--- 選択テキスト ---
________________________

コラム

獣医療広告 獣医療法

獣医療広告について⑮~獣医療法施行規則24条の規定内容(9)~

弁護士 小島梓

 前回に引き続き、規則24条1項にて定められている、広告可能な事項をより具体的に見ていきたいと思います。今回は、規則24条1項5号の予防注射関係です。

 規則24条1項5号により「狂犬病その他の動物の疾病の予防注射を行うこと。」は広告可能とされています。同号における「予防注射を行うこと」とは、医薬品医療機器等法により承認されているワクチンを使用して予防注射を行うことを指しています。そのため、当該広告についても医薬品医療機器等法による規制の趣旨が及びますので、注意が必要です。
 医薬品医療機器等法で承認された事項(対象動物、効能効果等)、接種するべき回数については、合わせて広告することは可能と考えられていますが、逆に医薬品医療機器等法の広告制限の趣旨からワクチンが特定可能となる販売名等を広告することは認められないと考えられています。
 以上も踏まえて、具体的に広告可能、不可能な事例をご紹介します。

<広告可能な例>
■犬猫に狂犬病の予防注射を実施しています。
■犬の混合ワクチン扱っています(ジステンパー、パルボウイルス感染症、○○病を予防することができます)。
→対象動物や、予防注射の効果効能の表示に留まりますので、広告可能です。

<広告不可能な例>
■犬にパルボウイルス感染症が大流行しています。感染すると死に至ります。当院ではパルボウイルスに対するワクチンを常時実施しています。

________________________

--- 分析用データ ---
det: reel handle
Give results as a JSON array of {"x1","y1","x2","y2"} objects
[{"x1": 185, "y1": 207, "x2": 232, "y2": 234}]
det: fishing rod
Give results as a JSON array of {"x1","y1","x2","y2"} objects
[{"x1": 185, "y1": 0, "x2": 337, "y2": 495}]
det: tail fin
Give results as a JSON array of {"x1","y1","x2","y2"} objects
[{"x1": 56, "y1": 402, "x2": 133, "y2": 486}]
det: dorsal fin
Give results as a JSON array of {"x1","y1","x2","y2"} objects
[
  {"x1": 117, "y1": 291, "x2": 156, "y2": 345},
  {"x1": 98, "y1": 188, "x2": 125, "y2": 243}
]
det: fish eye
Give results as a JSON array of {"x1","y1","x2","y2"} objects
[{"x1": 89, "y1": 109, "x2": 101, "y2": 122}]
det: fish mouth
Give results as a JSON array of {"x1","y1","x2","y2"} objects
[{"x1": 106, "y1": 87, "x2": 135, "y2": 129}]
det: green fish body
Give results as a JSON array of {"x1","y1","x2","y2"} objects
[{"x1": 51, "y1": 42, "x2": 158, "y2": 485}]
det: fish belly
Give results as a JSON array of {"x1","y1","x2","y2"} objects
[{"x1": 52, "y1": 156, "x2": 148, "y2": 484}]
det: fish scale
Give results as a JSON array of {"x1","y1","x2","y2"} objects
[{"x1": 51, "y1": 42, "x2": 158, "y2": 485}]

________________________

--- 作業指示 ---
獣医療広告についてのコラムを、最後の文に続けて書き進めてください。

--- 回答欄 ---
→上記では、下線部分が問題となり不可となると考えられます。すなわち、パルボウイルス感染症が流行しているか、客観的に判断できず、また飼育者等の不安を煽る誇大広告に該当すると考えられ、広告不可能となります。
■狂犬病予防注射、1回9,000円
→費用を併記しているため、広告不可能となります(「獣医療広告について⑫~獣医療法施行規則24条の規定内容(6)~」も併せてご覧ください)。予防注射についても去勢避妊手術のように、通常定額で実施されているため費用も併記しやすいところだと思いますが不可ですのでご注意ください。
■ハムスターにも○○病のワクチンがあります。
→上記の通り、医薬品医療機器等法により承認を受けたワクチンであることが大前提になりますが、ハムスターを対象とするワクチンは医薬品医療機器等法上承認されていないため、広告不可能となります。

次回も引き続き、規則24条1項にて定められている、広告可能な事項をより具体的に見ていきたいと思います。